- **Reading text**:
In [10]:
%pip install -r requirements.txt
from IPython.display import clear_output ; clear_output()

In [11]:
from util import initialize, show
AI_MODEL = initialize()

from typing import List, Dict

from pydantic import BaseModel, Field
from pydantic_ai import Agent

Attempting to instrument while already instrumented


Available AI models:
['openai:gpt-4o',
 'openai:gpt-4o-mini',
 'gemini-1.5-pro',
 'gemini-2.0-flash-exp',
 'claude-3-5-haiku-latest',
 'claude-3-5-sonnet-latest']
Using AI model: openai:gpt-4o


In [12]:
class GeneratorResponse(BaseModel):
    thoughts: str = Field(..., description='Your understanding of the task and feedback and how you plan to improve')
    response: str = Field(..., description="The generated solution.")


async def generate(prompt: str, task: str, context: str = "") -> tuple[str, str]:
    """Generate and improve a solution based on feedback."""
    full_prompt = (
        f"{prompt}\n{context}\nTask: {task}"
        if context
        else f"{prompt}\nTask: {task}"
    )
    generator_agent = Agent(AI_MODEL, result_type=GeneratorResponse)
    response = (await generator_agent.run(full_prompt)).data
    thoughts = response.thoughts
    result = response.response
    
    show('', title='Generation')

Saved entries
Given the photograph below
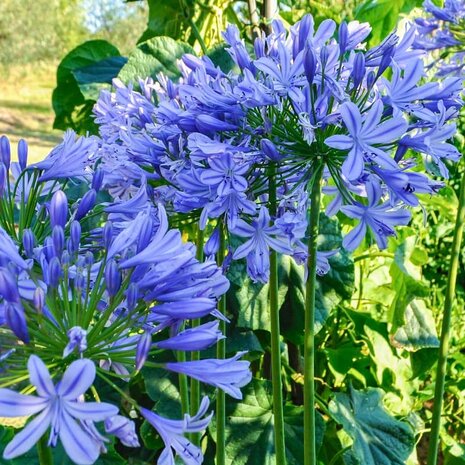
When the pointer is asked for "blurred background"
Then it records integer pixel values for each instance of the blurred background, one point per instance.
(34, 36)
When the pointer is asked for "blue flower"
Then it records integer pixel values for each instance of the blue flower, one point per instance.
(366, 139)
(58, 407)
(69, 159)
(228, 375)
(262, 236)
(172, 433)
(379, 218)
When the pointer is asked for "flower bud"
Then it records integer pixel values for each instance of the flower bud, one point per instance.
(16, 320)
(59, 209)
(310, 62)
(143, 348)
(65, 258)
(107, 234)
(124, 429)
(358, 70)
(112, 277)
(97, 179)
(58, 238)
(145, 234)
(39, 299)
(54, 272)
(77, 340)
(269, 150)
(5, 151)
(343, 37)
(74, 237)
(3, 178)
(213, 243)
(86, 204)
(8, 286)
(89, 259)
(29, 242)
(22, 154)
(132, 295)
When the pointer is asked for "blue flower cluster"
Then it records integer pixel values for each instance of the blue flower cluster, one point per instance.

- **Required work**:
[1] Copy out the generator notebook code from "async def generate(prompt: str, task: str, context: str" to "generator_agent = Agent(AI_MODEL, result_type=GeneratorResponse)".
[2] Extend the generator notebook code beyond its final line.

- **Responses for each task**:
[1]
async def generate(prompt: str, task: str, context: str = "") -> tuple[str, str]:
    """Generate and improve a solution based on feedback."""
    full_prompt = (
        f"{prompt}\n{context}\nTask: {task}"
        if context
        else f"{prompt}\nTask: {task}"
    )
    generator_agent = Agent(AI_MODEL, result_type=GeneratorResponse)

[2]
    show(thoughts, title='Thoughts')
    show(result, title='Generated')
    
    return thoughts, result


class EvaluatorResponse(BaseModel):
    evaluation: str = Field(..., description='PASS, NEEDS_IMPROVEMENT, or FAIL')
    feedback: str = Field(..., description='What needs improvement and why.')


async def evaluate(prompt: str, content: str, task: str) -> tuple[str, str]:
    """Evaluate if a solution meets requirements."""
    full_prompt = f"{prompt}\nOriginal task: {task}\nContent to evaluate: {content}"
    evaluator_agent = Agent(AI_MODEL, result_type=EvaluatorResponse)
    response = (await evaluator_agent.run(full_prompt)).data
    evaluation = response.evaluation
    feedback = response.feedback
    
    show('', title='Evaluation')
    show(evaluation, title='Status')
    show(feedback, title='Feedback')
    
    return evaluation, feedback


async def loop(
        task: str, evaluator_prompt: str, generator_prompt: str
    ) -> tuple[str, list[dict]]:
    """Keep generating and evaluating until requirements are met."""
    memory = []
    chain_of_thought = []
    
    thoughts, result = await generate(generator_prompt, task)
    memory.append(result)
    chain_of_thought.append({"thoughts": thoughts, "result": result})
    
    while True:
        evaluation, feedback = await evaluate(evaluator_prompt, result, task)
        if evaluation == "PASS":
            return result, chain_of_thought
            
        context = "\n".join([
            "Previous attempts:",
            *[f"- {m}" for m in memory],
            f"\nFeedback: {feedback}"
        ])
        
        thoughts, result = await generate(generator_prompt, task, context)
        memory.append(result)
        chain_of_thought.append({"thoughts": thoughts, "result": result})

In [13]:
evaluator_prompt = """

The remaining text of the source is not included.